#### GIVEN ENTRIES ####

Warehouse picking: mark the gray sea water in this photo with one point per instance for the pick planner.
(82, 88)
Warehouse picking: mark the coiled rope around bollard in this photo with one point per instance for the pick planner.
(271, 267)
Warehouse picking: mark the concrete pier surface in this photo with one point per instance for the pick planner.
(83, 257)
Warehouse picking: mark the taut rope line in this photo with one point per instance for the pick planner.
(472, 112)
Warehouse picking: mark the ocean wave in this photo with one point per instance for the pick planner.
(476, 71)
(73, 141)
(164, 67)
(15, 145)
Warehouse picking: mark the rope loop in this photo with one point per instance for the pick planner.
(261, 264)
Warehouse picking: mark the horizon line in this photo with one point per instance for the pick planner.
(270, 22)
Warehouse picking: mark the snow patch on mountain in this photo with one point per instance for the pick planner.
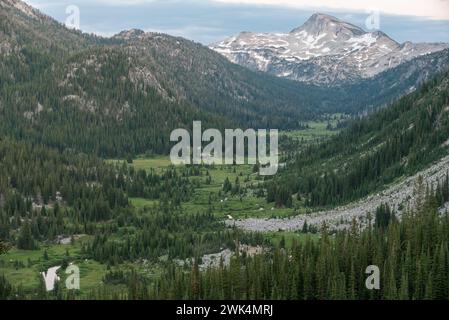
(323, 50)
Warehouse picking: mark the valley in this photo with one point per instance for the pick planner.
(86, 180)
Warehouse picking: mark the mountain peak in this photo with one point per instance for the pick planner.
(320, 23)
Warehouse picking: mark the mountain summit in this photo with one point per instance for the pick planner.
(324, 50)
(320, 23)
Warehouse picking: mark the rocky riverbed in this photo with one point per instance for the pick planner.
(398, 196)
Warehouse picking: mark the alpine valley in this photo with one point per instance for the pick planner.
(86, 182)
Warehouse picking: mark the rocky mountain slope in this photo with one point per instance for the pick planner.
(324, 50)
(67, 89)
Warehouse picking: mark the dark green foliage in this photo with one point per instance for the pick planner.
(373, 151)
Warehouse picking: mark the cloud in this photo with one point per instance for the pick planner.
(434, 9)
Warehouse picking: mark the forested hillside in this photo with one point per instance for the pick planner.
(372, 152)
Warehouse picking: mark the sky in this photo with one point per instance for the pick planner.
(209, 21)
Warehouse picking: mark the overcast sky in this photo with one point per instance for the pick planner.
(207, 21)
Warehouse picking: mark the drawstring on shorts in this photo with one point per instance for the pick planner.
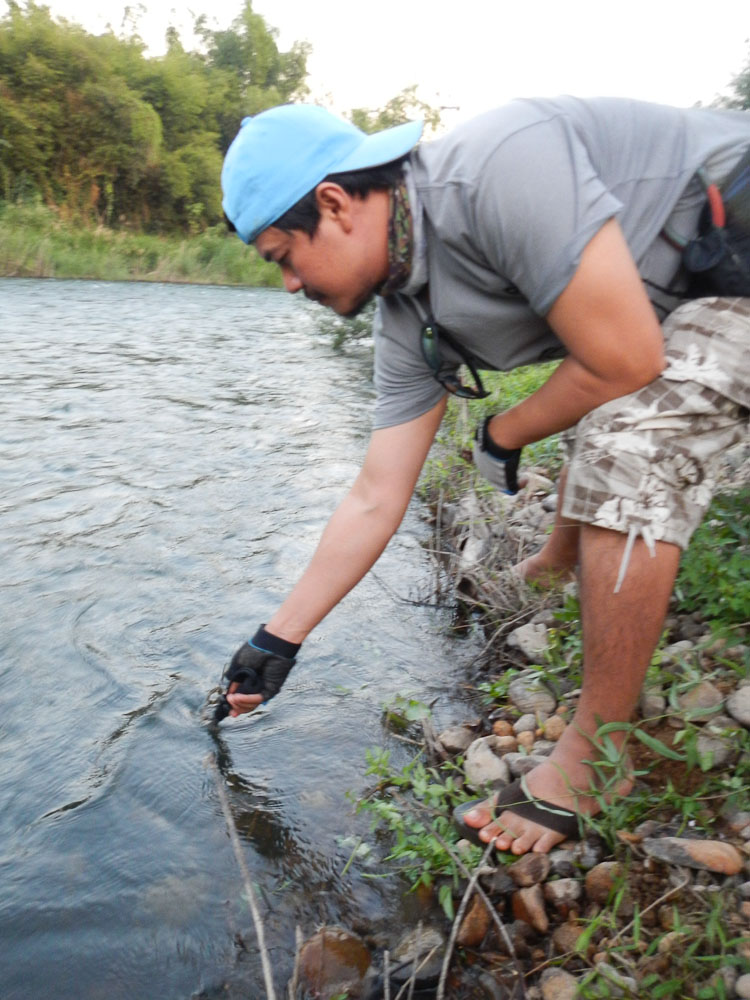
(644, 530)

####

• SHORT PROBLEM
Could you rewrite the listing above as a two-column CSV with the headers "instruction" and "points", one row for each item to be marked, holding its full wording and its coordinates, with each value in a single quoted field, line breaks turned into spaces, and the pictures left out?

• RESPONSE
instruction,points
"Warehouse picking: mark the gray sea water in this photo with one point per instance for the pick planner.","(82, 88)"
"Warehouse picking: mark the coiled rope around bollard in this photo with one point per instance for the pick planner.","(271, 267)"
"Warehouse picking: mark the concrete pier surface in this photo with one point per instance for the pick planner.","(83, 257)"
"Warehouse picking: mark the taut rope line in this photo with one point per instance for the pick planner.","(472, 112)"
"Warehouse picking: mark the ocean wave in this photo with one point per instance for the pick planner.","(476, 71) (73, 141) (164, 67) (15, 145)"
"Warehouse picking: mark the rope loop in this photo with one point per instance for the pick planner.","(261, 264)"
"Warehouse picking: mark the horizon line in this photo with one point per instance for the pick planner.","(270, 22)"
"Warehouse picking: mark the snow patch on mountain in this photo with one point per instance for the pick planner.","(323, 50)"
"Warehouse picking: mark the valley in this photo with one point per instance for the pick planner.","(86, 180)"
"Warehouse picking: mark the mountain peak in this photo with one point per instance for the pick planner.","(320, 23)"
"Warehouse picking: mark the mountain summit in this photo with one point per instance for the pick planner.","(324, 50) (320, 23)"
"Warehouse picking: mark the rocky riverbed in this photo with one point per instance for the pick planner.","(398, 196)"
"Warehouse picking: mark the alpine valley in this photo with one point per instance for the pick planner.","(86, 182)"
"Warehouse picking: mark the rocky mountain slope in this photo with one point per instance for the pick planner.","(324, 50) (67, 89)"
"Warehouse picking: mark the dark green foliage in this photo with one point per instance for the pick planner.","(373, 151)"
"Warehouse picking: mark the cloud in this photo with one point per instance for the pick planner.","(434, 9)"
"Warehouse picking: mark the forested hillside in this photo with one point per instance for the pick planner.","(372, 152)"
"Warehouse picking: mark the sky in this photo with one point per instance for the pick planner.","(209, 21)"
"Warehouse picking: mark the overcast sky in this photo with one point per instance for the pick planner.","(207, 21)"
"Warehouse picking: mark the drawstring on shorts in this photo with one point per instance for the pick planner.","(644, 530)"